[Brief 1]:
Repeat, word for word, the part of the post on the range of a linear transformation between "I am able to" and "the linked problem?", inclusive.
[Brief 2]:
Decide whether the post on the range of a linear transformation supports each statement, answering yes or no and quoting the words that settle it. (a) The post asks for a basis for R(T). (b) The writer says they cannot solve problems like the linked one. (c) The writer has several equations for the transformation.
[Brief 3]:
Render this sentence from the post on the range of a linear transformation in Spanish: "I am unsure of how to find a matrix of this linear transformation in order to find the basis for R(T)."

# Range of a Linear Transformation

Let $$T : P_4 \rightarrow P_{3}$$ be given by : $$T(a_0 + a_1x + a_2x^2 + a_3x^3) = (a_0-a_1+2a_2-a_3) + (-a_0+3a_1 - 2a_2+3a_3)x + (2a_0 - 3a_1+ 5a_2)x^2 + (3a_0 - a_1 + 7a_2 + 2a_3)x^3$$

Find a basis for R(T).

I am unsure of how to find a matrix of this linear transformation in order to find the basis for R(T).

I am able to solve problems such as this one posted: Finding range of a linear transformation. However, I am confused as to the fact that I am only given the singular equation for the transformation. Is it equivalent to write:

$$T(a_0 , a_1x , a_2x^2 , a_3x^3) = ((a_0-a_1+2a_2-a_3), (-a_0+3a_1 - 2a_2+3a_3), (2a_0 - 3a_1+ 5a_2), (3a_0 - a_1 + 7a_2 + 2a_3) )$$

and then find the range similarly to the linked problem?

Thank you!

[Information supplied]:
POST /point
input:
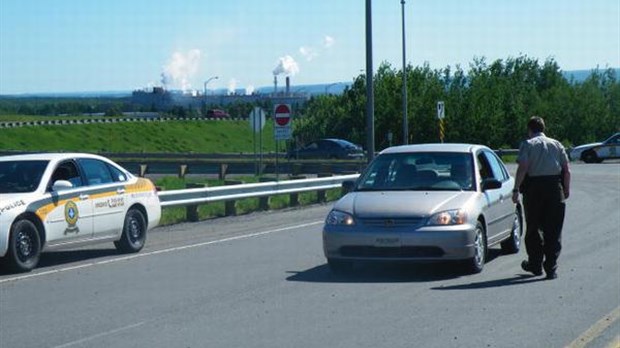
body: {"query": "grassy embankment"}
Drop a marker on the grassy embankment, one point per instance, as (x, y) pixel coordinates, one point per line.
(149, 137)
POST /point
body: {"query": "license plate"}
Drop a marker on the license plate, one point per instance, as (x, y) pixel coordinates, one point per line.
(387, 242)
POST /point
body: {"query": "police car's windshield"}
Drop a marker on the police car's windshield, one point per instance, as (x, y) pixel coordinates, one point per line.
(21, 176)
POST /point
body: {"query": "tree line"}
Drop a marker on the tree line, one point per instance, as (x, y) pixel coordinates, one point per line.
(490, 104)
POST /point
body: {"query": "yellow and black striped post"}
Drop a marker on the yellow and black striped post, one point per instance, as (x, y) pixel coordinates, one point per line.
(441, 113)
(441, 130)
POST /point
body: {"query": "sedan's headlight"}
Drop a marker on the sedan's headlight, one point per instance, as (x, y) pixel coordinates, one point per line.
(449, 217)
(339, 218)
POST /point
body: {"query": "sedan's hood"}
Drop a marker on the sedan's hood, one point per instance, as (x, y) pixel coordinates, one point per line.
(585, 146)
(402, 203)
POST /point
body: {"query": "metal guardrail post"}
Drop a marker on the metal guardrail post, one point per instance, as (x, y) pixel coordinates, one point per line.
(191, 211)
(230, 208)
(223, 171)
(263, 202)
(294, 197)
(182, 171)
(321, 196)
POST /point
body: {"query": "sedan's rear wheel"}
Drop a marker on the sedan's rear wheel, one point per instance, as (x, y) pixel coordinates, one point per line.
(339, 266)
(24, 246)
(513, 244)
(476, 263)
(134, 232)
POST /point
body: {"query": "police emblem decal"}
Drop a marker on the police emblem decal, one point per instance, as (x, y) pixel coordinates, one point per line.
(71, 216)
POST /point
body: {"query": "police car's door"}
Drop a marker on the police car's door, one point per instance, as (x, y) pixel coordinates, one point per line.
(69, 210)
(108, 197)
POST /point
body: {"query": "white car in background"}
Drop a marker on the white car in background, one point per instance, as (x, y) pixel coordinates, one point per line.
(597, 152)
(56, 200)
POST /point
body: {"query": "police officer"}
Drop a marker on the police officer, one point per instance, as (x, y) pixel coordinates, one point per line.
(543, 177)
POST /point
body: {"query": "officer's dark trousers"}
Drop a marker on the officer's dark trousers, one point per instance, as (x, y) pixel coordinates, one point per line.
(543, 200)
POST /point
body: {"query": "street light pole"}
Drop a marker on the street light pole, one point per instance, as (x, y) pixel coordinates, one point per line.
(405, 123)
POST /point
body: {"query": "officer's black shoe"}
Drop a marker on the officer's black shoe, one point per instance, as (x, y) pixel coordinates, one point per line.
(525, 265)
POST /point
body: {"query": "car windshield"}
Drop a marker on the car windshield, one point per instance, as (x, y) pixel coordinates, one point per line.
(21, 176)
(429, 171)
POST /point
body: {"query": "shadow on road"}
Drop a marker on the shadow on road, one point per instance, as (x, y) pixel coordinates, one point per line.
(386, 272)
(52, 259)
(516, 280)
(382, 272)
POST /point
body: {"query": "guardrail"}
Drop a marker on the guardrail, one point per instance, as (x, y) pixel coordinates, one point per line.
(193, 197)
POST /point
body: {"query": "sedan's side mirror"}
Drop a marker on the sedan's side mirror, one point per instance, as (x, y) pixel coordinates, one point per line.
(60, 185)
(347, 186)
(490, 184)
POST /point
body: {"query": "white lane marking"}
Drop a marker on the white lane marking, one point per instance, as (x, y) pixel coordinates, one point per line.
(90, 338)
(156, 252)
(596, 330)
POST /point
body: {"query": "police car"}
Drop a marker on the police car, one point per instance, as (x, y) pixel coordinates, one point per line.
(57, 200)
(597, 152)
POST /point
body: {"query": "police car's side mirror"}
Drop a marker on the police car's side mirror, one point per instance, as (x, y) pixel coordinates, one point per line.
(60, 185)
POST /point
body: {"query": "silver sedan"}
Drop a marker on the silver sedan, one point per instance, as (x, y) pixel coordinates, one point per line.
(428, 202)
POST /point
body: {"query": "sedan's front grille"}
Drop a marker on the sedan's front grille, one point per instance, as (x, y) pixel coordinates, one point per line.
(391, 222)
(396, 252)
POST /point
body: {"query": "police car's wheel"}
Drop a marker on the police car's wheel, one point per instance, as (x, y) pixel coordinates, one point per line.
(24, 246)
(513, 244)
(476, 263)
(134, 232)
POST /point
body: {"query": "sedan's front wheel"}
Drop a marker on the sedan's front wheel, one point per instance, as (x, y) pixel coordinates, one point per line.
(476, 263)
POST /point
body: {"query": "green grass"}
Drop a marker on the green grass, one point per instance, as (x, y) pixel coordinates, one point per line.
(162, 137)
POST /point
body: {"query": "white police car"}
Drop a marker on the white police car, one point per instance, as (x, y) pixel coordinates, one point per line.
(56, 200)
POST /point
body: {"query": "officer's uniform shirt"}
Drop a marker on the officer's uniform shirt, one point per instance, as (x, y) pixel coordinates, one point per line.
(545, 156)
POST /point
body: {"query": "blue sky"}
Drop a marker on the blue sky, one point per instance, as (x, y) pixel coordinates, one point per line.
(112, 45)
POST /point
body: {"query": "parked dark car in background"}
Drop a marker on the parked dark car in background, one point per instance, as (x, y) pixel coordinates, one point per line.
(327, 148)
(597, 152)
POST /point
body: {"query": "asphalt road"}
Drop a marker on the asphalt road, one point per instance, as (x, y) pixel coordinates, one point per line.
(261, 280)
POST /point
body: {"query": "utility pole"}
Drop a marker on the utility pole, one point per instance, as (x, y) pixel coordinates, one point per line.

[Correct result 1]:
I am able to solve problems such as this one posted: Finding range of a linear transformation. However, I am confused as to the fact that I am only given the singular equation for the transformation. Is it equivalent to write:

$$T(a_0 , a_1x , a_2x^2 , a_3x^3) = ((a_0-a_1+2a_2-a_3), (-a_0+3a_1 - 2a_2+3a_3), (2a_0 - 3a_1+ 5a_2), (3a_0 - a_1 + 7a_2 + 2a_3) )$$

and then find the range similarly to the linked problem?

[Correct result 2]:
(a) Yes: "Find a basis for R(T)."
(b) No: "I am able to solve problems such as this one posted"
(c) No: "I am only given the singular equation for the transformation."

[Correct result 3]:
No sé bien cómo encontrar una matriz de esta transformación lineal para hallar la base de R(T).